> [Extract]:
Fingerprinting the Drugs of the Future

Jenny Samskog
Department of Chemistry
Uppsala University
March 2002


I am studying ways to quickly and reliably analyze proteins. This is one of the big challenges for analytical chemists today. Proteins are becoming increasingly important both for using proteins as drugs and understanding what is going on in a human cell. Every protein that exists has its own specific fingerprint. I develop a method that utilizes this fact. This fingerprinting technique can for example be used for quality control of protein drugs.

The process of chemical analysis that I do include the following steps: sampling, sample preparation, analysis and evaluation of the resulting data. My research focuses on sample preparation and analysis of proteins and peptides.

We have proteins everywhere in our body and they have many different functions. Every cell contains several thousand kinds of proteins. Proteins are involved in every process in our body; they can be enzymes, building units, messengers and so on. Studying them in detail may lead us to understand many diseases. In the future proteins may be used as drugs in a higher extent than today. A drawback with proteins is that they are very large and complex molecules. Analyzing proteins is therefore not a straightforward process. The methods are often very time-consuming. The analysis method should preferably only consume small amounts of sample, as the sample supply may be limited. My work aims at minimizing the analysis system and speeding up the analysis time.

The sample preparation is done in the following way: The protein of interest is first cut it into smaller pieces. I use enzymes to degrade the protein into smaller pieces, called peptides. Peptides can be of varying size and have different properties. Instead of a protein the sample now consists of 20-40 peptides.

> [Data provided]:
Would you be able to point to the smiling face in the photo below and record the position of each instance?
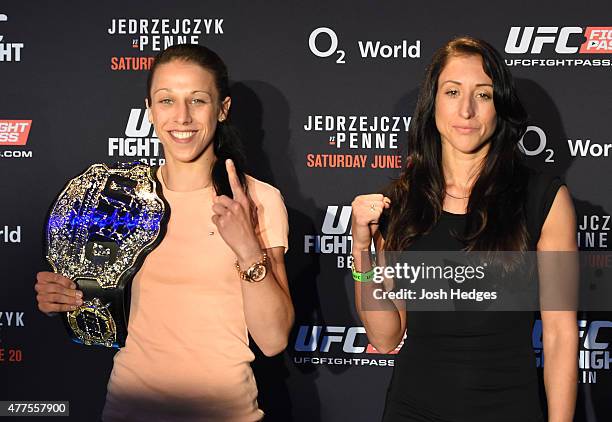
(185, 109)
(464, 111)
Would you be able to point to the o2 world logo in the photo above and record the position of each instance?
(541, 144)
(368, 49)
(532, 40)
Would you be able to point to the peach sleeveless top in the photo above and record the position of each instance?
(187, 356)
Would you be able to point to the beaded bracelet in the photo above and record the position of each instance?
(363, 277)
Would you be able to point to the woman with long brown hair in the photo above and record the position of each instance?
(466, 188)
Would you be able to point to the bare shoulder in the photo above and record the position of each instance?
(559, 229)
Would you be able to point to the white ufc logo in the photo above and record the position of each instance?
(519, 44)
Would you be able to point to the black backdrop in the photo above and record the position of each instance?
(75, 73)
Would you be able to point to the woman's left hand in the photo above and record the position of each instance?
(236, 221)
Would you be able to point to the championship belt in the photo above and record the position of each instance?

> [Exercise details]:
Extend the text on fingerprinting proteins, starting right after its last sentence. The listing comes from a different source than the text about protein fingerprinting.

> [Output]:
The peptides can tell us a lot about the protein from which it originated. They are difficult to study when they are mixed together though. In the analysis I first separate the peptides from each other so that they can be studied one by one. The separation is accomplished in a kind of a tube, called a column. In the column the peptides are separated from each other depending on their different properties. The most important property is how much affinity the peptides have for water. The column itself has a low affinity for water. The peptide that has got the highest affinity for water therefore leaves the column first. When the peptides reach the end of the column they leave it one after another and enter the detector. The detector that I use is called a mass spectrometer. It generates a signal from every peptide. When all the peptides have left the column and given rise to signals in the detector, I have an image of the sample. The resulting image from the separated peptides can be viewed as a fingerprint of that certain protein, which marks the protein as different from every other protein.

In my research, miniaturization is often addressed. Miniaturizing analysis system means reducing the amount of a sample consumed and lessening the consumption of chemicals, which is good for the environment. To give you an idea of the size of the system, the separation is accomplished in a small glass tube, which is about the size as a piece of hair. I only need to consume a millionth of a liter of sample. Normally, 1 ml is consumed during analysis.

The way I analyze proteins is much faster than these kinds of analysis usually are. With the methods traditionally used, the whole analyses take 8 hours. With my current miniaturized method, it just takes 1 hour to complete. One reason my method is faster is that the sample preparation, that is when the proteins are cleaved to peptides, is very fast.

This fingerprinting technique can be used for many purposes. One is to use it in quality control of protein drugs, where the fingerprint of the protein needs to be the same all the time. If it differs, it can't be used as a drug and there may be something wrong in the way that the protein drug has been manufactured. Another use of this technique is to analyze the proteins in a human cell and receive a disease map. A disease map is a fingerprint of the cell, with regard to the proteins. Fingerprinting the proteins in a certain cell may actually in the future be a fast and reliable method for diagnosing diseases.